Exercises to complete
• A. Translate this sentence from the extract on actor-critic training into Spanish: "This comes with the advantage of saving time (and complexity) in moving data around."
• B. Answer these questions using the extract on actor-critic training.
(i) According to the extract, what does the DeepMind paper use in place of distributed systems?
(ii) How many filters does the first convolutional layer, h1, have?
(iii) How many units does the dense layer h3 have?
• C. Write the next part of the extract on actor-critic training, starting right after its final line of code.

Extract
:::
The original Gorila idea was to leverage distributed systems, while in the DeepMind paper multiple cores from the same CPU are used. This comes with the advantage of saving time (and complexity) in moving data around.

Actor Critic

def _shared_network(observ):
	with tf.variable_scope('shared_network', reuse=True):
		# Network from A3C (Mnih 2016)
		h1 = tf.layers.conv2d(observ, 16, 8, 4, tf.nn.relu)
		h2 = tf.layers.conv2d(h1, 32, 4, 2, tf.nn.relu)
		h3 = tf.layers.dense(h2, 256, tf.nn.relu)
		cell = tf.contrib.rnn.GRUCell(256)
		h4, _ = tf.nn.dynamic_rnn(cell, h3[None, ...], dtype=tf.float32)
:::
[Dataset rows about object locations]
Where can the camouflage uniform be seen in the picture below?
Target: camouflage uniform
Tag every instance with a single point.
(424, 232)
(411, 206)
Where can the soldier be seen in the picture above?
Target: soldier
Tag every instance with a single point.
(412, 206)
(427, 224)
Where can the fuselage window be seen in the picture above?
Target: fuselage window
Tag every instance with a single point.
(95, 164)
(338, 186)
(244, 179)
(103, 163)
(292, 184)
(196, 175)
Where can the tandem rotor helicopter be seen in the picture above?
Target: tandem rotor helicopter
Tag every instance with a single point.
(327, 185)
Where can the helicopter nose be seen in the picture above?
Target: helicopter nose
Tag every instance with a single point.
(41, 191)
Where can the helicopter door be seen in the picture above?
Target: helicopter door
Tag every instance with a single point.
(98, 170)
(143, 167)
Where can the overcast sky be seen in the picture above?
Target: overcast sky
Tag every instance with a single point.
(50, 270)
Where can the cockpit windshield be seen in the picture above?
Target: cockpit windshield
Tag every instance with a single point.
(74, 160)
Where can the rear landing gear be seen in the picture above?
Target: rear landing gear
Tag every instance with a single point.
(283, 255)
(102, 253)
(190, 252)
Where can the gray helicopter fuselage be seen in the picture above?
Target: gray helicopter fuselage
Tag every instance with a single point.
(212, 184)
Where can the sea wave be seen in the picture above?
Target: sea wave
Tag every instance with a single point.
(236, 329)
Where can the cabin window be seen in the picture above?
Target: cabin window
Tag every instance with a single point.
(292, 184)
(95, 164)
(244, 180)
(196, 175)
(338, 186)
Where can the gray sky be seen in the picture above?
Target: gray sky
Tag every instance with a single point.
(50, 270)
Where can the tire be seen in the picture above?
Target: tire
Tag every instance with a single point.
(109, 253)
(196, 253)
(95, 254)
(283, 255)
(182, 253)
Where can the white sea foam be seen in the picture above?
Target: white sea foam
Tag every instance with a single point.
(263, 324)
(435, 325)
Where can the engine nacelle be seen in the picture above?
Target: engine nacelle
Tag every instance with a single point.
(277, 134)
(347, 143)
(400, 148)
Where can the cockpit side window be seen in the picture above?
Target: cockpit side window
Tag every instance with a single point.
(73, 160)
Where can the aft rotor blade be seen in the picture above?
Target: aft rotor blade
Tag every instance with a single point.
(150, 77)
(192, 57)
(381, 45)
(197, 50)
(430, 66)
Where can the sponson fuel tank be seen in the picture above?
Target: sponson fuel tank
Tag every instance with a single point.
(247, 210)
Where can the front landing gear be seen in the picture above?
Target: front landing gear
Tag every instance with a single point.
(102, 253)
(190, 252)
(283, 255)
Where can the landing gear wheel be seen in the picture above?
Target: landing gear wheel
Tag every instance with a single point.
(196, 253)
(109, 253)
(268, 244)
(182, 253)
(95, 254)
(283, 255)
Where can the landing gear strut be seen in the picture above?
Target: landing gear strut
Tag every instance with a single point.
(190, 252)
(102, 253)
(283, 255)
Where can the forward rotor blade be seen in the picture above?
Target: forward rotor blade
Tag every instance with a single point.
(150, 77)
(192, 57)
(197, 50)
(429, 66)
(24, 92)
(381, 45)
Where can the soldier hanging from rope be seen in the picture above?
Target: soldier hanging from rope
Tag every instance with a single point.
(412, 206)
:::
Task responses
• A. Esto conlleva la ventaja de ahorrar tiempo (y complejidad) al mover los datos de un lado a otro.

• B.
(i) Multiple cores from the same CPU.
(ii) 16.
(iii) 256.

• C.
		return h4[0]

features = _shared_network(observ)
policy = tf.layers.dense(features, num_actions, None)
value = tf.layers.dense(features, 1, None)
advantage = tf.stop_gradient(return_ - value)
action_mask = tf.one_hot(action, num_actions)
prob_under_policy = tf.reduce_sum(_policy(observ) * action_mask, 1)
policy_loss = -advantage * tf.log(prob_under_policy + 1e-13)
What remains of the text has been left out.